_Texto para analizar_:
El día de la Cabalgata por la mañana sitúan todas las carrozas por los alrededores de la vieja estación del Chicharra; quedando expuestas, enganchadas a sus tractores, y preparadas para el desfile.
Aquel día, el bullicio de miles de personas se entremezclaba con un sol esplendido. Todos se hacían fotos delante de las carrozas, los niños corrían, gritaban. Se escuchaban risas y todo el mundo hablaba con varias personas a la vez. Ambiente festivo; gesto triunfante de quienes concluyen una gran obra y la presentan al público.
Con una hora de paseo entre la multitud tuve hartura para varios días. No sabía yo en ese momento lo que me esperaba.
Quedamos a las cinco de la tarde en la calle Colón esquina con el Callejón Ancho. Cuando asomé por esa calle y vi el gentío que poblaba las aceras, me estremecí. Salvador se percató y acercándose me dijo en voz baja:
—No se preocupe usted (a mí, esta frase dicha en Yecla ya me produce preocupación) que en esta zona estaremos tranquilos y he traído unos vasicos y vino bien fresquico.
Él sabe que no soporto beber en bota o en cualquier otro artilugio que no sea transparente. Le dije que era muy pronto para empezar a tomar vino.
—No se preocupe —otra vez la frase maldita—, que en un ratico le apetecerá.
Empezaron a pasar las carrozas; están montadas en remolques de tractores. Por la mañana estaban tal cual, pero por la tarde van llenas de gente sentada con los pies colgando en los laterales de las carrozas y alrededor, a pie, algunos más de las peñas. Reparten habas crudas a puñados, bocadillos pequeños, chorizos, empanadillas y mucho confetis… y como mis amigos son muy populares, llovían hacia nosotros verduras y bocatas; dos de ellos chocaron contra mi pecho.
—Cójalos usted, que nos vendrán bien para la merienda; métalos en esta bolsa —me dijo Concha. Acababa de empezar el asunto y ya llevaba una bolsa casi llena.
A la tercera o cuarta carroza de la cabalgata escucho un grito:
—¡Teodoroooo!
¡Maldita sea, mi nombre a gritos y entre la muchedumbre! Era Pedrito, el sobrino de Concha, vestido con traje de labrador, con una bota de vino en la mano y dirigiéndose a pasos alegres hacia mí. En ese momento habría dado mi vida por hacerme invisible. «Eche un traguico, verá usté qué bueno”. Por dios, que alguien me libre de este escandaloso, pensé; pero como le tengo aprecio, eché un trago
—¿Esto tan asqueroso qué es? —No pude evitarlo, me pareció veneno puro.
—¡Cosa buena, kalimotxo!

(Fragmentos de un conjunto de datos)
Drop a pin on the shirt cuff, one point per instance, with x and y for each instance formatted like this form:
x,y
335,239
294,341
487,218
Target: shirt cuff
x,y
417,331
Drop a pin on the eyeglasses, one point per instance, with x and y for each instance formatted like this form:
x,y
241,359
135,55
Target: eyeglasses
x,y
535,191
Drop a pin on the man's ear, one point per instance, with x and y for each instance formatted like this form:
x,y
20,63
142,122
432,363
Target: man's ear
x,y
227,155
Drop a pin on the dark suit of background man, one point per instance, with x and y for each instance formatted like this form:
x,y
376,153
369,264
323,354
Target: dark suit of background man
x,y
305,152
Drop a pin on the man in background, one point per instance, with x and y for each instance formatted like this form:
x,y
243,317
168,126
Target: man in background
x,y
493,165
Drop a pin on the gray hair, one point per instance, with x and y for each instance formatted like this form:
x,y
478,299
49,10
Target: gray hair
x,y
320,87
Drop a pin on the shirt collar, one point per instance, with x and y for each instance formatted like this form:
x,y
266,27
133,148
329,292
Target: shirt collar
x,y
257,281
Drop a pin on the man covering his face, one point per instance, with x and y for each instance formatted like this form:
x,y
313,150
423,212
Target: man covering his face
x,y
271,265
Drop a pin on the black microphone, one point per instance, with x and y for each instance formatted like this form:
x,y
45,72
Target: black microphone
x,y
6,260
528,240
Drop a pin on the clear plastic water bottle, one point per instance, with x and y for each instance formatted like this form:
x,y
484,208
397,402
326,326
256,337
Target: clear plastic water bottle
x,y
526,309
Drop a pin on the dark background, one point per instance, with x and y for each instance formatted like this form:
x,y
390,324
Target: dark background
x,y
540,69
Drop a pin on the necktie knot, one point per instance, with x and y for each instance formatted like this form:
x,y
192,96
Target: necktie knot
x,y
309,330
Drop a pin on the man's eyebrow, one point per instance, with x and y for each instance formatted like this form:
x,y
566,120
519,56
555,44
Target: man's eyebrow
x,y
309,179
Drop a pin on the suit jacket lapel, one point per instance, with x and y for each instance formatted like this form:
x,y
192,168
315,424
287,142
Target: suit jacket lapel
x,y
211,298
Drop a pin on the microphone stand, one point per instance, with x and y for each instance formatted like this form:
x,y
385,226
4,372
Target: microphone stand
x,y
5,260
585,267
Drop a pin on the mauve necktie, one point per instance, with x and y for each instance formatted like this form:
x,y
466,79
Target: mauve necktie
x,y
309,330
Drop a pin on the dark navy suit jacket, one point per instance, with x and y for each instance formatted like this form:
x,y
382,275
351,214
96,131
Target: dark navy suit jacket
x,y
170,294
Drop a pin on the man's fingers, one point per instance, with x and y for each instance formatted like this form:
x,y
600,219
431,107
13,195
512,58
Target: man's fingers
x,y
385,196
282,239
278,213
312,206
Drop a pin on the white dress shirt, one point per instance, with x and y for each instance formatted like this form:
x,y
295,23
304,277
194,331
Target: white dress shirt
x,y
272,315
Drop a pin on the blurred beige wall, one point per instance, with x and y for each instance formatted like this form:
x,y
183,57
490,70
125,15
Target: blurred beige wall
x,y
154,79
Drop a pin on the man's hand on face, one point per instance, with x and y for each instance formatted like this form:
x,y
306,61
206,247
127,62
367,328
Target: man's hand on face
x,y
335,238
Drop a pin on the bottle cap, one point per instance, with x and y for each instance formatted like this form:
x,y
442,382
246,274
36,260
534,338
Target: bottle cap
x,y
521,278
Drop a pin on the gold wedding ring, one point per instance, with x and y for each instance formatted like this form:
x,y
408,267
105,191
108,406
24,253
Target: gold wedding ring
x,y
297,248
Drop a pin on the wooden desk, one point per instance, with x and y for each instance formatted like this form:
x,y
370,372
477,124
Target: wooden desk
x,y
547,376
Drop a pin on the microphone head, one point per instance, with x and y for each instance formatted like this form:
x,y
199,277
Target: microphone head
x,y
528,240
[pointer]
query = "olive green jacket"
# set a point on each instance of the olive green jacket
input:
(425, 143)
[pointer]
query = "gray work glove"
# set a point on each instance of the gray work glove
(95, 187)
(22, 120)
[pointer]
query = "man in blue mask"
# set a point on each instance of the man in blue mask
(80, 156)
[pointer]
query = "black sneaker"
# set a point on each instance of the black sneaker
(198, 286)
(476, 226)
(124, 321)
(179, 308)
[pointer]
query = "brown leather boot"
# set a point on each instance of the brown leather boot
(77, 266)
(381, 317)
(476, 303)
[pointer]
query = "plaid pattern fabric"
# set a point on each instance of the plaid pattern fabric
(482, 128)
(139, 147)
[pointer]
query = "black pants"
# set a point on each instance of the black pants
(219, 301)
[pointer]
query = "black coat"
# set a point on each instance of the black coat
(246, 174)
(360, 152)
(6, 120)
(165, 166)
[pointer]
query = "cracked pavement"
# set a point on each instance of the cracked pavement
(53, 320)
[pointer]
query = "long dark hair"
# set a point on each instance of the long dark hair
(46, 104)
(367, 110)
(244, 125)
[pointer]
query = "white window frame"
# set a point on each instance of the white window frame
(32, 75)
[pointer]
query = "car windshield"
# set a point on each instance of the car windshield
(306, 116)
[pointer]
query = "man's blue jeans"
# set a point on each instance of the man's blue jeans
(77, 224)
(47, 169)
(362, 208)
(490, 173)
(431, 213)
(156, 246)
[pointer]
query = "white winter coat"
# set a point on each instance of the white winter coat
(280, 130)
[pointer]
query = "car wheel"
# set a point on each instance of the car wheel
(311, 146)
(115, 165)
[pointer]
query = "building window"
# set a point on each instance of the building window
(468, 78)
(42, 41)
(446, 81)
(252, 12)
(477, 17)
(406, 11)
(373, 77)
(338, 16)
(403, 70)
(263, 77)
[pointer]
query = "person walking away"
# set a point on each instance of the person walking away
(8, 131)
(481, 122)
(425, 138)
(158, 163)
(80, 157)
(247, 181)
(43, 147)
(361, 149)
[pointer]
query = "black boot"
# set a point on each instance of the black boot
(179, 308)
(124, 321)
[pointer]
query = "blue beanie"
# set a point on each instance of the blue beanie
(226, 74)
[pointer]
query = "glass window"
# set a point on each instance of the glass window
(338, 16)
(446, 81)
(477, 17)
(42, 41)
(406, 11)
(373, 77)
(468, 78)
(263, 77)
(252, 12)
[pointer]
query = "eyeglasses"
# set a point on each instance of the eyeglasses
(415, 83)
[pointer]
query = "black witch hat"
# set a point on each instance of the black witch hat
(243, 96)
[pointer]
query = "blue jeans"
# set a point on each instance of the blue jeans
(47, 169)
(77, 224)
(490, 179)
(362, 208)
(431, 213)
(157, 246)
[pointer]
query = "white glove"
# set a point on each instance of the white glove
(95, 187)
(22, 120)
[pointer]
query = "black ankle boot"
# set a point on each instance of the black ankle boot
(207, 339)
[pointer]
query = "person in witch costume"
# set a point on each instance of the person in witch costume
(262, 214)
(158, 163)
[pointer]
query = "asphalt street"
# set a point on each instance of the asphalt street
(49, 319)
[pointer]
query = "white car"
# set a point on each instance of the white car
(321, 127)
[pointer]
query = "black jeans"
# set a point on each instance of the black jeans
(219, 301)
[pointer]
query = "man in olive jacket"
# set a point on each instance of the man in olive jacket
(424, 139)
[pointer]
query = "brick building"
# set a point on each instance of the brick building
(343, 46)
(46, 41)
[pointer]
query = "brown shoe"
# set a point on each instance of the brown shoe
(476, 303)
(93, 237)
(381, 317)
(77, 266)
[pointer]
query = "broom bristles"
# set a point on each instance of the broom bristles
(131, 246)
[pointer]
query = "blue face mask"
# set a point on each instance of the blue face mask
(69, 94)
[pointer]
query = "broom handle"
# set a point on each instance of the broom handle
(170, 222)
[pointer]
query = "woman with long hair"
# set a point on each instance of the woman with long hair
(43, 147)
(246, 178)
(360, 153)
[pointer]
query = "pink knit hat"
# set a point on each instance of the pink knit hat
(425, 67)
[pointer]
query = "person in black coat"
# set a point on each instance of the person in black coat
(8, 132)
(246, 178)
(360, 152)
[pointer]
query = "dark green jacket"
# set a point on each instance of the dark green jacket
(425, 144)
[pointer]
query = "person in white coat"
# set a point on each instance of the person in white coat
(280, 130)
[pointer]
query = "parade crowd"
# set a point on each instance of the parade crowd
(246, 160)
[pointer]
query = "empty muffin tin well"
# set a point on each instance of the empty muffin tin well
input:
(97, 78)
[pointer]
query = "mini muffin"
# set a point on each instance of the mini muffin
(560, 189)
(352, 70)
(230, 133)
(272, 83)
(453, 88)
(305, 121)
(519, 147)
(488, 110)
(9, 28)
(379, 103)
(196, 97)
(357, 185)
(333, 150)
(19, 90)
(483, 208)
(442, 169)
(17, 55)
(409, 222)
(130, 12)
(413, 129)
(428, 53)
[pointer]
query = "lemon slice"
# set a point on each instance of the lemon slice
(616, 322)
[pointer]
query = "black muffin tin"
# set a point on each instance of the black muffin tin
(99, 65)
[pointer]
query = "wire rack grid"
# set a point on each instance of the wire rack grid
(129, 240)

_Tareas_:
A – Enumera todas las personas que aparecen con nombre propio en el relato de la Cabalgata.
B – Prosigue el relato de la Cabalgata a partir de su última línea.

_Respuestas_:
A – Salvador, Concha, Teodoro, Pedrito

B –
Me pareció la bebida de los infiernos y como la cosa no podía quedar así, vinieron varios amigos y amigas suyos y me los presentó a todos.
—Este es el tío del que os hablé. —Ellas me daban besos, ellos abrazos. Menos mal que Salvador siempre está al quite y me quitó de encima a la chavalería.
—¡Venga, al desfile, gandules!
La tarde se fue animando cada vez más; dan una vuelta a un circuito que va por dos calles, de punta a punta del pueblo. Pero hay tantas carrozas que se me hizo interminable.
Música estridente, griterío, serpentina volando continuamente; lluvia intensa de confetis y serpentina. Miraba alrededor y todos parecían felices, todos se abrazaban, pero el jaleo me tenía mareado. Salvador me miró compasivo y me dijo:
—Hoy no hay bares abiertos, no tenemos salida. Está todo el pueblo en la calle, así que vamos a echar otro tiento.
La tarde fue muy larga; conseguí una silla que no sé de dónde salió. No podía comer más; eran las ocho de la tarde. Empanadillas, choricicos, habas, bocatas y vino, mucho vino. Los vecinos sacan mesas a las puertas de su casa y reparten comida o bebida a los amigos.
Cuando Pedrito terminó el recorrido, por nuestra zona aún seguían pasando carrozas. Así que volvió con varios amigos en mi búsqueda. Lo vi llegar desde lejos y me escondí. Escuché un grito.
—¡Tía, se ha ido ya Teodoro?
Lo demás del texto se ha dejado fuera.